AIM: Reproduce the lines below verbatim, starting with the line that contains "I would be grateful if you could mark the window in" and continuing through the last line of the entries, including both ends.

Source data
+-------+
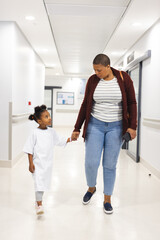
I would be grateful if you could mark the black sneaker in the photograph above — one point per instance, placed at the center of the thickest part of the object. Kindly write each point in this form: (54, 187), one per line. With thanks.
(87, 197)
(108, 208)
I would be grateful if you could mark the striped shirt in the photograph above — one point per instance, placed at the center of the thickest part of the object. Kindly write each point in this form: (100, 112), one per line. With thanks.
(107, 98)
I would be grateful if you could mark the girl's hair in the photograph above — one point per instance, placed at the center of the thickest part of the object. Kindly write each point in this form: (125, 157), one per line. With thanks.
(37, 112)
(101, 59)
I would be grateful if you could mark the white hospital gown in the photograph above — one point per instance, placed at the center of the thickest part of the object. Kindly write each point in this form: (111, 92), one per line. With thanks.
(41, 144)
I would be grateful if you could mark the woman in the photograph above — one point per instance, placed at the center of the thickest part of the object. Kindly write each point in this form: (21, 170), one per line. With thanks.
(109, 110)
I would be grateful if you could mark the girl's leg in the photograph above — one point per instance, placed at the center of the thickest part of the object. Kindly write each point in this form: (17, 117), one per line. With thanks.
(93, 148)
(112, 145)
(39, 195)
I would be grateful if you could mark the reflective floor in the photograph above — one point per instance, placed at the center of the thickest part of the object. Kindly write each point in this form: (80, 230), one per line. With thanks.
(136, 202)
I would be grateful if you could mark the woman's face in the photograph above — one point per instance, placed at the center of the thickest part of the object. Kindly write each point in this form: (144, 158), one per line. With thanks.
(101, 71)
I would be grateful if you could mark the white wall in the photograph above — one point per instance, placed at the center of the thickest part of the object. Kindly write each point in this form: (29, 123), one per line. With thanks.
(22, 81)
(5, 86)
(150, 136)
(68, 84)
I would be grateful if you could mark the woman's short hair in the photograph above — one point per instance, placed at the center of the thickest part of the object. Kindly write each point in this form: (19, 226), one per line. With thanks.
(101, 59)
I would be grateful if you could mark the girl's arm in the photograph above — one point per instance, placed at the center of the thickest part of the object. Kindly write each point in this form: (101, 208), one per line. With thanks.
(31, 165)
(69, 140)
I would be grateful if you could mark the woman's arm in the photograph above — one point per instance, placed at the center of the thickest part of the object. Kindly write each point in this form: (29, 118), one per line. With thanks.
(31, 165)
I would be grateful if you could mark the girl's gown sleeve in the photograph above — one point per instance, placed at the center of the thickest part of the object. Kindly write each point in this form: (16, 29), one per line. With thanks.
(29, 145)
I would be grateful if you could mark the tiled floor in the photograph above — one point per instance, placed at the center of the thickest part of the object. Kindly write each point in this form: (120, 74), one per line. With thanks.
(136, 202)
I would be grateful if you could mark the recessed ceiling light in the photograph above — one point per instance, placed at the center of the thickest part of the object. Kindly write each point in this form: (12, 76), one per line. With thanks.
(136, 24)
(30, 18)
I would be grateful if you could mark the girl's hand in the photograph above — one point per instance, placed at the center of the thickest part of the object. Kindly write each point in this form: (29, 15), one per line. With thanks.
(75, 136)
(31, 168)
(132, 132)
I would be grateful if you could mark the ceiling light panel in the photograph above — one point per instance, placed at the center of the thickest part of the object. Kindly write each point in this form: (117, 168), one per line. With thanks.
(120, 3)
(81, 32)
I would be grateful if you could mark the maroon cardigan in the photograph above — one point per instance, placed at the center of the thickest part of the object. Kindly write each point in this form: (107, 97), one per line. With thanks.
(128, 102)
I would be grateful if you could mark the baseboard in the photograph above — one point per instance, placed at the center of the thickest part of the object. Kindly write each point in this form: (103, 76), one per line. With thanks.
(150, 168)
(5, 163)
(11, 163)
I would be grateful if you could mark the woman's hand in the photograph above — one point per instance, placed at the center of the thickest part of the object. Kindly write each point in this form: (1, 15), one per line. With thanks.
(31, 168)
(132, 132)
(75, 136)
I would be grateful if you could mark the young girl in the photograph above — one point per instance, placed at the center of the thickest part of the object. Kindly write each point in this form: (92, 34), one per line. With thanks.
(39, 148)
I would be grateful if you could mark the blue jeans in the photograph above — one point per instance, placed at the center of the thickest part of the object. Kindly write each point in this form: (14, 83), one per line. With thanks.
(106, 137)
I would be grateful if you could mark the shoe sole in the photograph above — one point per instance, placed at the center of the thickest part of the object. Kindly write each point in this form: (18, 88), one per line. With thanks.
(108, 212)
(85, 203)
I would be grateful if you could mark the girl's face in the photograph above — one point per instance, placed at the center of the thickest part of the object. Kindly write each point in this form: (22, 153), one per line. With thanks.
(101, 71)
(45, 119)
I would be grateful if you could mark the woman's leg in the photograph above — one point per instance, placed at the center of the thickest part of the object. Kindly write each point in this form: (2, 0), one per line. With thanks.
(93, 149)
(112, 145)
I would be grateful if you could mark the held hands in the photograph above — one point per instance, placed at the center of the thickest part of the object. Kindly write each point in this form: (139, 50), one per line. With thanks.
(75, 136)
(132, 132)
(31, 168)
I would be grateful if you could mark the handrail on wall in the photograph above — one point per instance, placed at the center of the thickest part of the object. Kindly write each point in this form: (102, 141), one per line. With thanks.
(19, 117)
(152, 122)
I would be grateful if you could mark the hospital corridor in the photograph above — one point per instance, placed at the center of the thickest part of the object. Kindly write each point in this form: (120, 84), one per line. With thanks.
(79, 120)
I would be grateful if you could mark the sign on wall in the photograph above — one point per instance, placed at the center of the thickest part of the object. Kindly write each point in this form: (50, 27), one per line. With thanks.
(65, 98)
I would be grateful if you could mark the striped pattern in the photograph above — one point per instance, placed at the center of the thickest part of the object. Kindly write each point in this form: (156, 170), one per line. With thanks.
(107, 98)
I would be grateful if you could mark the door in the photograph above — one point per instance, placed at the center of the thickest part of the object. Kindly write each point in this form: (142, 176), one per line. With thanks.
(48, 100)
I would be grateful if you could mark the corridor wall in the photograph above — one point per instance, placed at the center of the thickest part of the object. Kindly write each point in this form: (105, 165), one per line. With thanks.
(21, 81)
(150, 102)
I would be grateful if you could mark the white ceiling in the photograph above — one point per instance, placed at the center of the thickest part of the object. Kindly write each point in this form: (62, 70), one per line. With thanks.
(67, 34)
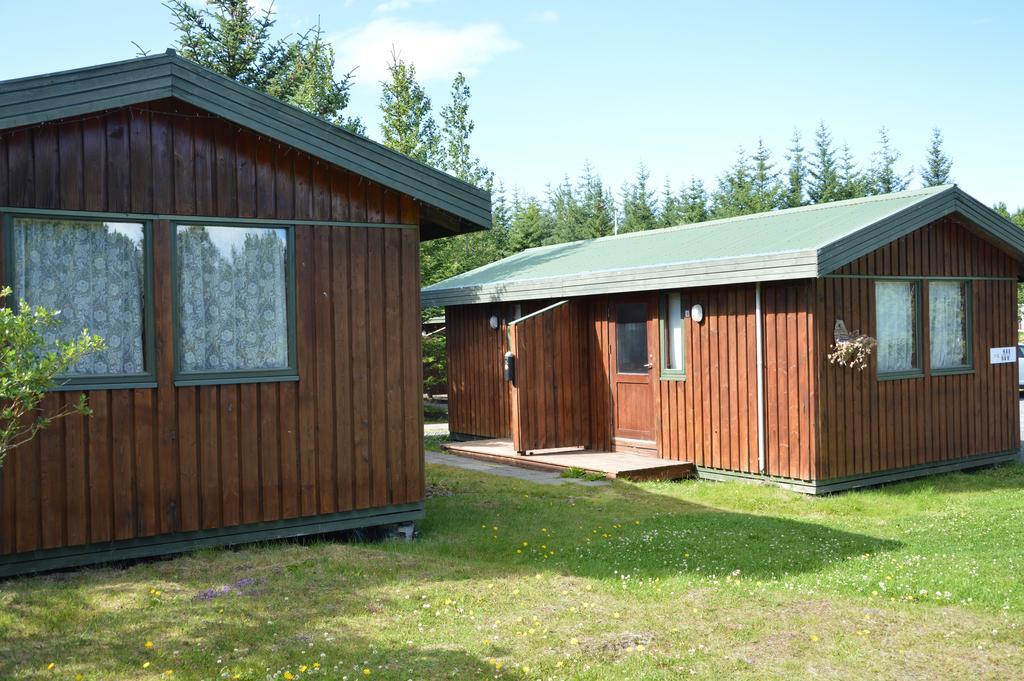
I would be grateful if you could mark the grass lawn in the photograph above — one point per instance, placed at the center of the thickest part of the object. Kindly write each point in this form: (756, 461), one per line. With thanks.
(517, 581)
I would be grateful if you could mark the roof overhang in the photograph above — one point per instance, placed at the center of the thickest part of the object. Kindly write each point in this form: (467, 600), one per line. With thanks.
(451, 206)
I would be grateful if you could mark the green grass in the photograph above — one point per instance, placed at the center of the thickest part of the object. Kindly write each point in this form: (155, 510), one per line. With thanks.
(582, 474)
(517, 581)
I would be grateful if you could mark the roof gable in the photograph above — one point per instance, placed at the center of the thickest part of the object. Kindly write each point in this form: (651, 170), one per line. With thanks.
(452, 206)
(797, 243)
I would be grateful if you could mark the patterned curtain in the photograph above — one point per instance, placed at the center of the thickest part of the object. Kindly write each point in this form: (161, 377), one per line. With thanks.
(895, 311)
(93, 272)
(232, 298)
(947, 324)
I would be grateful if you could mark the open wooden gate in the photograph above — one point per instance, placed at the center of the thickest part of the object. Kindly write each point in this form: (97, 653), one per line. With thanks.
(550, 393)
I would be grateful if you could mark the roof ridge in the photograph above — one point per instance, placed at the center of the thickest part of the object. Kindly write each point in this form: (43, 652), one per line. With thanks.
(892, 196)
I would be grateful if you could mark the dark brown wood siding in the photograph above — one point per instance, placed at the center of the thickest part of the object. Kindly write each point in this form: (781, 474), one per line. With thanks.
(346, 435)
(866, 425)
(549, 399)
(478, 394)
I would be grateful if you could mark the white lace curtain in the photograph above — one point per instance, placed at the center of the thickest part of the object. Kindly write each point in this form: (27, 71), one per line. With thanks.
(93, 272)
(947, 324)
(232, 298)
(895, 313)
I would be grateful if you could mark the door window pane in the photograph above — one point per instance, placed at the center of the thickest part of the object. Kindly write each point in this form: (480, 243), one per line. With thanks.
(631, 338)
(947, 331)
(94, 273)
(896, 314)
(232, 298)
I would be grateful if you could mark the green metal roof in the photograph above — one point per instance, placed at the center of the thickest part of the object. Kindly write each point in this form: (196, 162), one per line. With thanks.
(451, 205)
(796, 243)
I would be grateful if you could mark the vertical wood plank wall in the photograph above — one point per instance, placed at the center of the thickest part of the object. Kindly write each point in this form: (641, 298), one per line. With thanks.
(346, 435)
(549, 401)
(866, 425)
(478, 394)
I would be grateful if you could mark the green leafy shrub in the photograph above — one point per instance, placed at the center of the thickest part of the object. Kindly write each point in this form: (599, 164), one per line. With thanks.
(30, 366)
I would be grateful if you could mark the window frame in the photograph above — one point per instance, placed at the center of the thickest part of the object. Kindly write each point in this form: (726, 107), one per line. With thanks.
(918, 329)
(80, 382)
(666, 374)
(192, 378)
(968, 328)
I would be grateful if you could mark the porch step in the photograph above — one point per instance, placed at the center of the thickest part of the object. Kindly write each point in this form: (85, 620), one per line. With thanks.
(610, 464)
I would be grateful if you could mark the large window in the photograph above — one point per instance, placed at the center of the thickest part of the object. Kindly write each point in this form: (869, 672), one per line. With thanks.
(95, 273)
(897, 313)
(948, 315)
(235, 303)
(673, 340)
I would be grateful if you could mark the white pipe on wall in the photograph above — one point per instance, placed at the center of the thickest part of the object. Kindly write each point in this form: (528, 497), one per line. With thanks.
(759, 339)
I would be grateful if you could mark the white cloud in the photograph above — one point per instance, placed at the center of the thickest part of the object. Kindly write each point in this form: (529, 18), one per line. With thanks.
(398, 5)
(437, 51)
(547, 16)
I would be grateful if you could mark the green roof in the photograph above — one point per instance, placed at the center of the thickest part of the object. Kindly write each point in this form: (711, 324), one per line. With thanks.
(796, 243)
(450, 205)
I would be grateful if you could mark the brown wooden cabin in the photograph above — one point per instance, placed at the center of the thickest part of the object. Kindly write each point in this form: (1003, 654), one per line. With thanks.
(709, 343)
(255, 272)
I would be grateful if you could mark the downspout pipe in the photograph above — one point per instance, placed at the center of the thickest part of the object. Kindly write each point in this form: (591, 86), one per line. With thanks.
(759, 340)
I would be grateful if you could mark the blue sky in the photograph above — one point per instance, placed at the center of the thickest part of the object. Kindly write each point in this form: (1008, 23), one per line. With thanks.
(679, 86)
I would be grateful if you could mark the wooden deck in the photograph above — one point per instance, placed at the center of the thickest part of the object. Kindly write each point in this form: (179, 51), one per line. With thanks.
(612, 464)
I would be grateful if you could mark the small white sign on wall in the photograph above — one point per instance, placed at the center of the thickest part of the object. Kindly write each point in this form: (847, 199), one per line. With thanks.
(1003, 355)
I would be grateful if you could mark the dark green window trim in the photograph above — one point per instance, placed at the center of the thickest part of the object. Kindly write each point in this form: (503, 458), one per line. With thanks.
(918, 372)
(969, 330)
(145, 379)
(291, 373)
(670, 374)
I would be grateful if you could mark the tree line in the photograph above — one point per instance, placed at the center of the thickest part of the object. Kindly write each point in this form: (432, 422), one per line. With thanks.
(233, 38)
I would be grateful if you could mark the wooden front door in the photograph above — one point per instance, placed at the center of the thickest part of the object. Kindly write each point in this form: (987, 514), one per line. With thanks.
(633, 327)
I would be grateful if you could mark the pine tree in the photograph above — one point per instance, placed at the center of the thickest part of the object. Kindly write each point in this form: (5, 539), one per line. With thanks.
(233, 39)
(695, 203)
(639, 207)
(797, 175)
(883, 176)
(937, 164)
(734, 195)
(673, 210)
(408, 125)
(457, 127)
(766, 189)
(822, 168)
(852, 183)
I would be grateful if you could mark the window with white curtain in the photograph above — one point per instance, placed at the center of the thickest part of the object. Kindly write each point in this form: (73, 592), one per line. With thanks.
(232, 299)
(94, 272)
(897, 320)
(948, 314)
(673, 344)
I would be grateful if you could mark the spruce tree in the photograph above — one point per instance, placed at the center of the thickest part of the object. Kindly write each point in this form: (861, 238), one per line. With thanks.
(822, 168)
(233, 39)
(883, 176)
(766, 189)
(407, 124)
(639, 207)
(734, 195)
(937, 164)
(797, 174)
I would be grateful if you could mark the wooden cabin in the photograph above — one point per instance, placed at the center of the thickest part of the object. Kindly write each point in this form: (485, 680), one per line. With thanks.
(254, 271)
(710, 343)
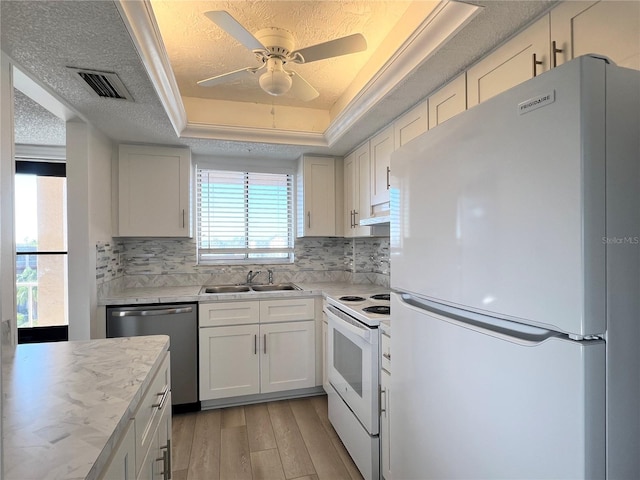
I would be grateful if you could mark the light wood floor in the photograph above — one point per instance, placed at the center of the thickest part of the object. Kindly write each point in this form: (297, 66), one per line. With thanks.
(288, 439)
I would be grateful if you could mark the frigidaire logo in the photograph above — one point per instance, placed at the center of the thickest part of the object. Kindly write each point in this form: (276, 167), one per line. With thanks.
(536, 102)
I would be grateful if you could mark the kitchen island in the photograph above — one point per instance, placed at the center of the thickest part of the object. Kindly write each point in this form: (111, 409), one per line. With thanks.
(67, 404)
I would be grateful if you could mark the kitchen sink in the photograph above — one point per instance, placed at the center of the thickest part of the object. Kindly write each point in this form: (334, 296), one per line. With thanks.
(226, 289)
(271, 287)
(274, 287)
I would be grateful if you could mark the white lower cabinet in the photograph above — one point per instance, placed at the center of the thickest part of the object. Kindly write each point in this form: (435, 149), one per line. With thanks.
(261, 356)
(122, 464)
(144, 449)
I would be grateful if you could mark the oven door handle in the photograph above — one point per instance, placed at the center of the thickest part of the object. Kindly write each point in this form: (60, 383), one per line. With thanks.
(344, 322)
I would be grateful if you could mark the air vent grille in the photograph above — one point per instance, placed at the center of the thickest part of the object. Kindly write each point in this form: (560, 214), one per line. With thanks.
(103, 84)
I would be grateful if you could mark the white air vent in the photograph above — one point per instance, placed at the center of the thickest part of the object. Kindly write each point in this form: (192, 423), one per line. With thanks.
(103, 84)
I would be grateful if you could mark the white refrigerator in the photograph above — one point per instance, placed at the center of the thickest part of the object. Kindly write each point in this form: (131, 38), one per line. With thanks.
(515, 254)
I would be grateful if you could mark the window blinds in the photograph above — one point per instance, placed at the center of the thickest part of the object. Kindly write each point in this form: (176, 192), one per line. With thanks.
(244, 216)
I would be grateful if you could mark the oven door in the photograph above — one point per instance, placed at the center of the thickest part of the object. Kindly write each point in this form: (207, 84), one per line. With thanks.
(352, 358)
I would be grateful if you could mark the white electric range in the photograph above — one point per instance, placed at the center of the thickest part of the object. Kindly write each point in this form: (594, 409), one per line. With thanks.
(353, 364)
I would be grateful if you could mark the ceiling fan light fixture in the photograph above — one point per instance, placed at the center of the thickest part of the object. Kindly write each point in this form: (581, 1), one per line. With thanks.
(275, 81)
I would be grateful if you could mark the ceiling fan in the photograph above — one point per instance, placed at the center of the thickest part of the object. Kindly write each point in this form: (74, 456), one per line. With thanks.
(274, 48)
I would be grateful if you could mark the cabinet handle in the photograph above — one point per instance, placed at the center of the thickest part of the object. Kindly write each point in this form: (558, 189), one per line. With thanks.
(555, 50)
(536, 62)
(168, 463)
(164, 394)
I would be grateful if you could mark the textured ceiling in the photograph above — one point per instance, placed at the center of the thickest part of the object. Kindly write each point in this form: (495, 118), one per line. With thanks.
(199, 49)
(34, 124)
(45, 36)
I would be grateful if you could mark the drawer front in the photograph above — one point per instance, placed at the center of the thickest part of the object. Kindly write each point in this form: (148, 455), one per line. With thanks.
(148, 414)
(287, 310)
(385, 344)
(228, 313)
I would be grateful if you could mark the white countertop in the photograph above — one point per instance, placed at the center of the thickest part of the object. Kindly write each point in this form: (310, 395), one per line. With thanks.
(191, 293)
(65, 404)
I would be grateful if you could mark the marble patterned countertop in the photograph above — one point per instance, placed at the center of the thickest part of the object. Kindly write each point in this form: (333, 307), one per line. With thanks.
(65, 404)
(191, 293)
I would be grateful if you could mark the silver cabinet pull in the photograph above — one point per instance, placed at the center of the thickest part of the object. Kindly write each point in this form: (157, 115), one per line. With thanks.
(536, 62)
(167, 451)
(163, 399)
(555, 50)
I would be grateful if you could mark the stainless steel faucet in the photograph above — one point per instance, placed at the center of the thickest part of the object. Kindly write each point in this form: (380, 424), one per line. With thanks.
(251, 276)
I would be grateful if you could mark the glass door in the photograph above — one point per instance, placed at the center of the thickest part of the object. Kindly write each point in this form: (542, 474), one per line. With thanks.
(41, 251)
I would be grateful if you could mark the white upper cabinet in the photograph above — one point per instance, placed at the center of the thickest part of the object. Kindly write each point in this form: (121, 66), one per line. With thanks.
(356, 192)
(381, 147)
(153, 191)
(316, 197)
(610, 28)
(449, 101)
(521, 58)
(410, 125)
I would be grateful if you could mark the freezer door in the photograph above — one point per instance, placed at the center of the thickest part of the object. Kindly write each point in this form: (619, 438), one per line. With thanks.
(503, 211)
(471, 403)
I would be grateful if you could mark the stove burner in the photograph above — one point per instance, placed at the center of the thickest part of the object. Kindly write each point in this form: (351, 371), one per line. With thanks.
(379, 309)
(351, 298)
(381, 296)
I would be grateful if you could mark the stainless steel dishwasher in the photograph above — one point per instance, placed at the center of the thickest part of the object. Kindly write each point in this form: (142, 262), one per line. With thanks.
(180, 323)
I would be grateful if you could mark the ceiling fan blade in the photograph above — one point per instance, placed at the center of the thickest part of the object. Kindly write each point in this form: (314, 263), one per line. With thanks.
(301, 89)
(230, 25)
(228, 77)
(333, 48)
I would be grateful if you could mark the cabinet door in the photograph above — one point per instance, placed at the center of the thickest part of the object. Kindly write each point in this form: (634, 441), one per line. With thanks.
(317, 213)
(350, 192)
(122, 464)
(410, 125)
(153, 191)
(288, 356)
(449, 101)
(385, 424)
(609, 28)
(287, 310)
(229, 361)
(381, 147)
(511, 64)
(228, 313)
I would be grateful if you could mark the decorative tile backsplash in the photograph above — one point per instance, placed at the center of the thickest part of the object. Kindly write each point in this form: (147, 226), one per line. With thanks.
(129, 263)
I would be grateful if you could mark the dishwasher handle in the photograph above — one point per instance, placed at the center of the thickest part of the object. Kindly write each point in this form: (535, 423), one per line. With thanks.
(149, 313)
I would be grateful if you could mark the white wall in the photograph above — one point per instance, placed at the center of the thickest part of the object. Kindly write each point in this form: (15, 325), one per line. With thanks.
(89, 157)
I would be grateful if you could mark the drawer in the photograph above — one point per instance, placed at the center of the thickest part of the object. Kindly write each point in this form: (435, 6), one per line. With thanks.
(385, 347)
(287, 310)
(148, 414)
(228, 313)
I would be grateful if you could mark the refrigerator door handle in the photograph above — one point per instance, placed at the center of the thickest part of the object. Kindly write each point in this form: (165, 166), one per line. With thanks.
(507, 330)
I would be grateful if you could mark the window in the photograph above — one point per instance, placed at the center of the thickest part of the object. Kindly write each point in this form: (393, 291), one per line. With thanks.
(41, 250)
(244, 217)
+-------+
EXERCISE RESULT:
I would be grateful if you could mark the window in the photograph above — one point per instance, placed at the center of the thickest part of the object. Kindly write each point in this form: (393, 291), one per line. With thanks.
(41, 250)
(244, 217)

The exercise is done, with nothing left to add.